## [Work required]
Lines from the one with "[[187,531],[86,983],[444,1137],[689,675]]" through the end of the records, and no others, are what the answer should contain, copied exactly; please keep pictures out.

## [Data for the task]
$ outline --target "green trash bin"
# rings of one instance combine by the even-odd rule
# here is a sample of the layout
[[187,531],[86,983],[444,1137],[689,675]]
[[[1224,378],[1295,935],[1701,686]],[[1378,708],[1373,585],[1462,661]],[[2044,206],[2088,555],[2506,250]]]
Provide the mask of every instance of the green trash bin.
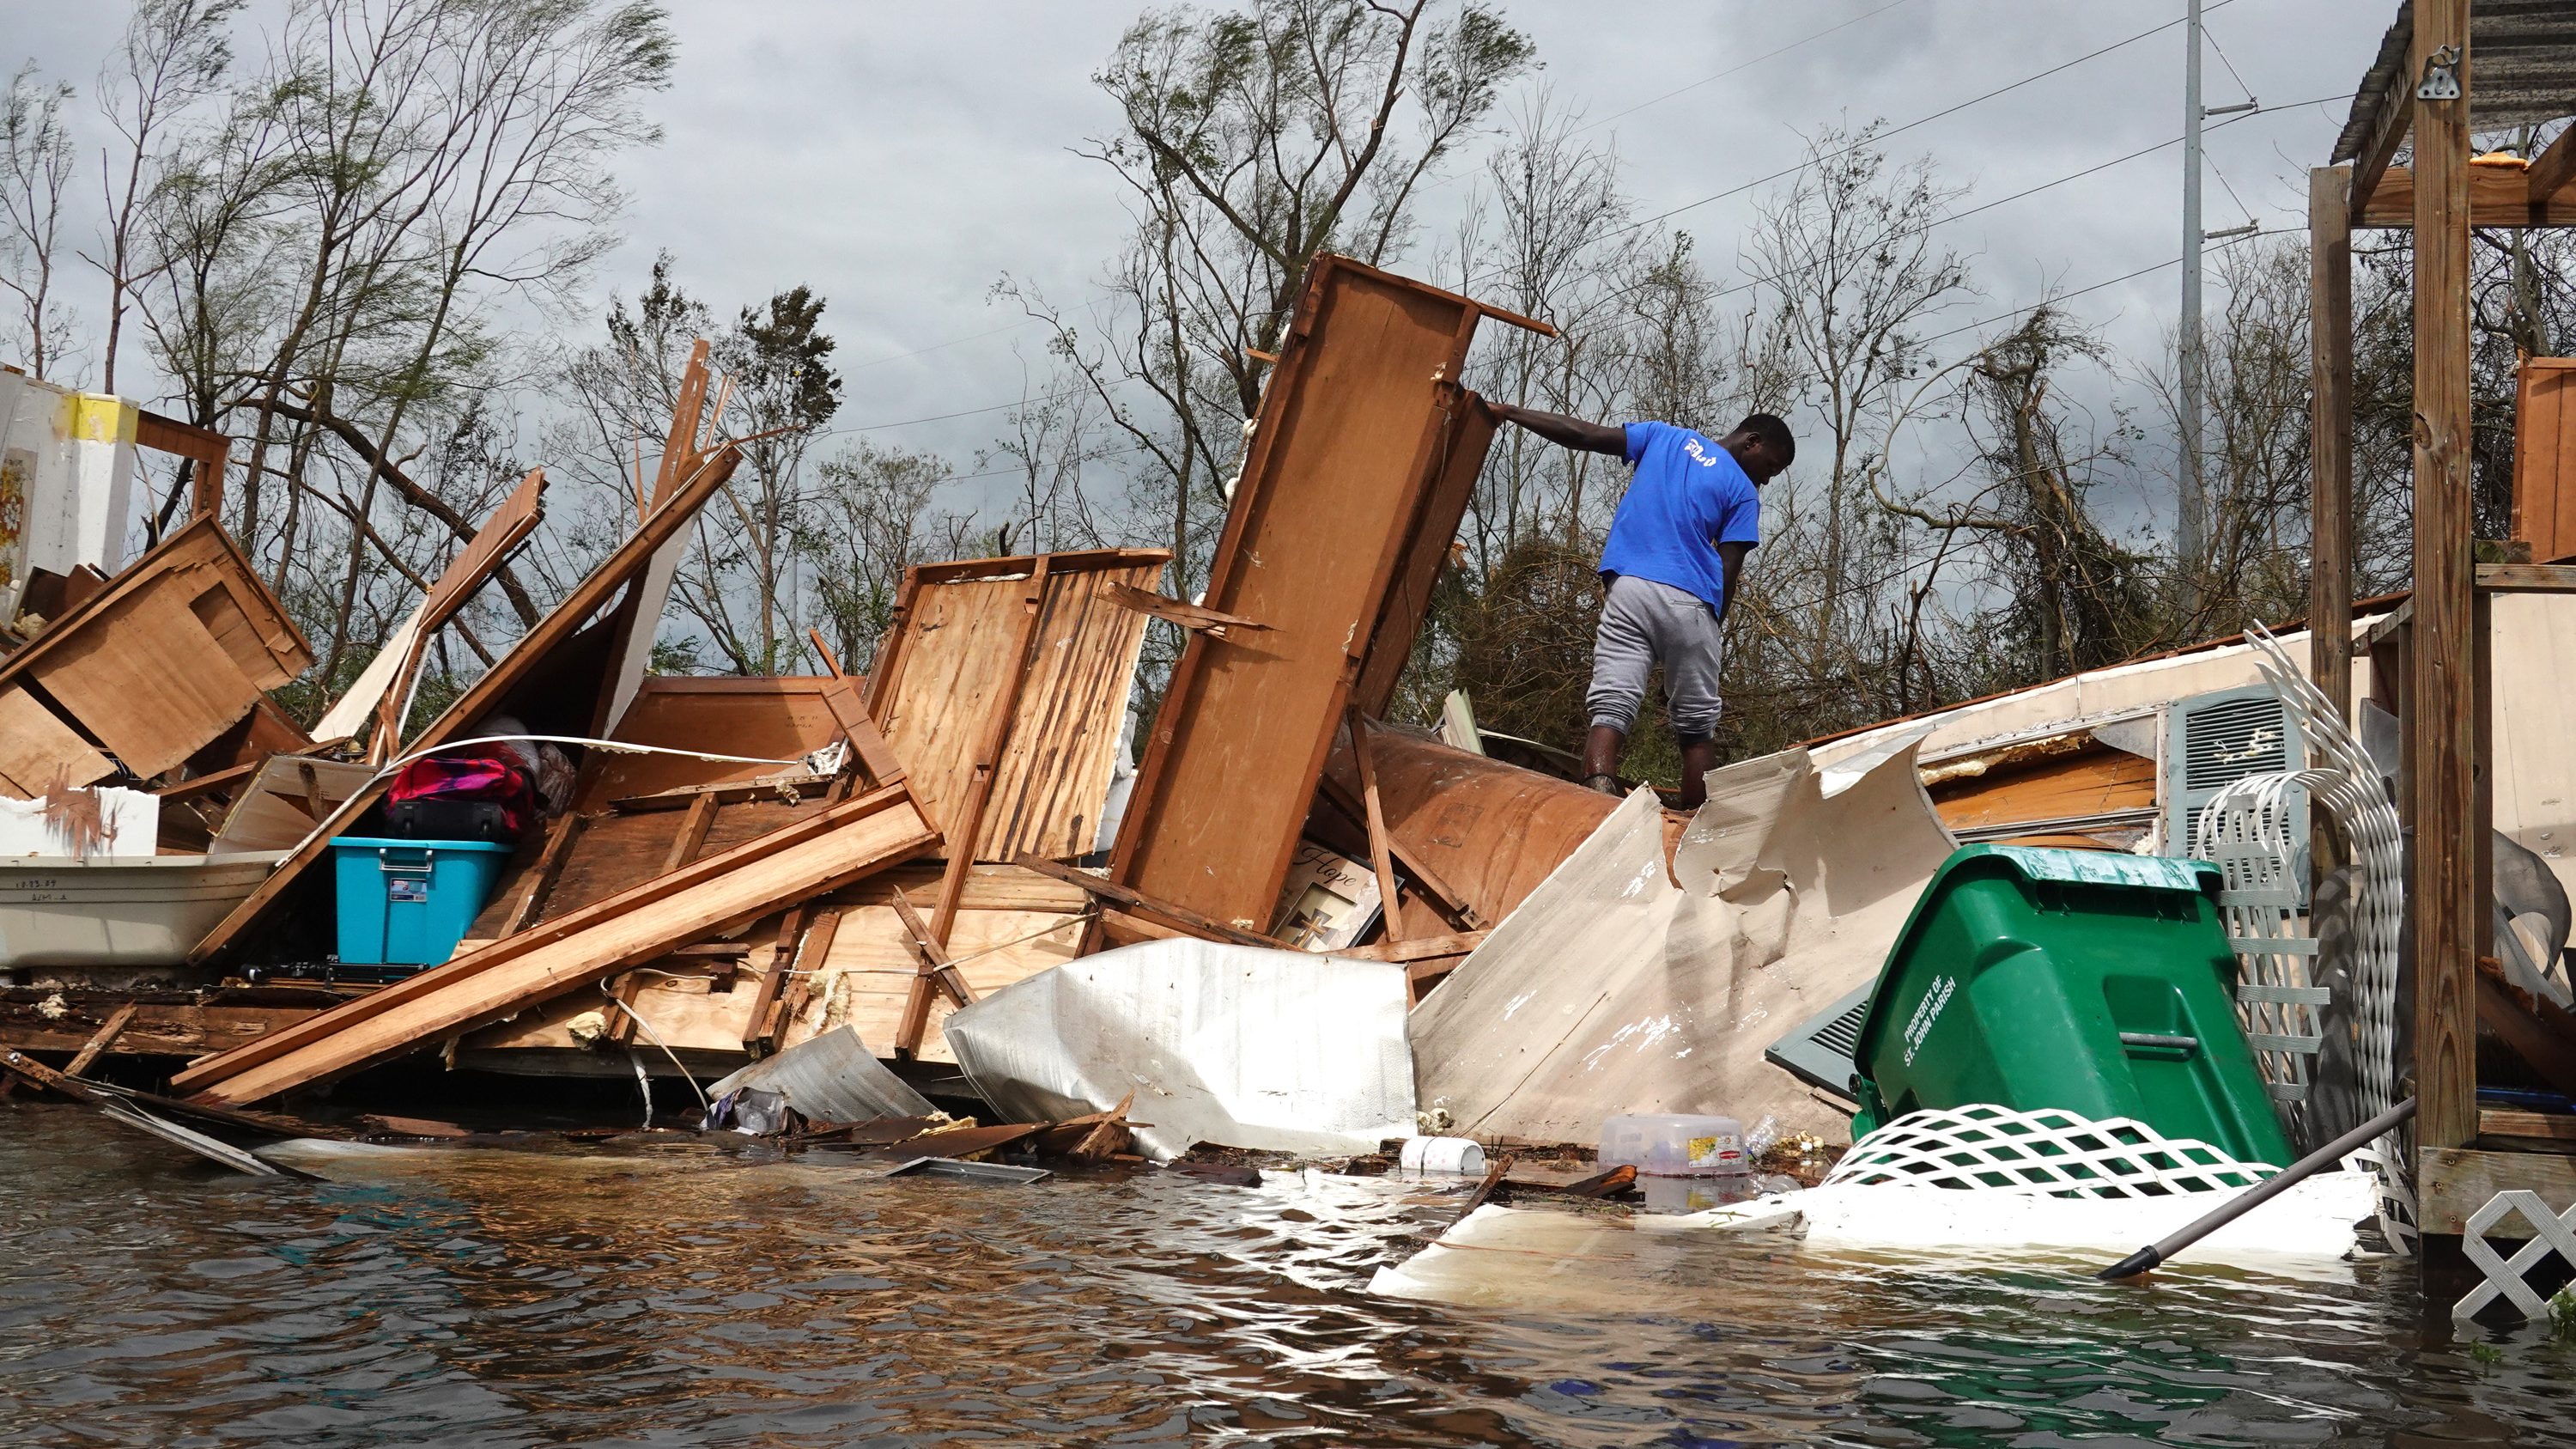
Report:
[[2287,1164],[2236,1018],[2219,879],[2205,861],[1962,847],[1879,973],[1853,1137],[1920,1108],[2056,1107]]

## [Response to this exercise]
[[187,531],[86,983],[444,1137],[689,675]]
[[[1224,378],[1295,935],[1701,686]],[[1378,708],[1373,585],[1462,661]],[[2044,206],[2088,555],[2506,250]]]
Provide the mask of every instance of the green trash bin.
Report:
[[2287,1164],[2236,1018],[2219,879],[2205,861],[1962,847],[1879,973],[1853,1137],[1920,1108],[2056,1107]]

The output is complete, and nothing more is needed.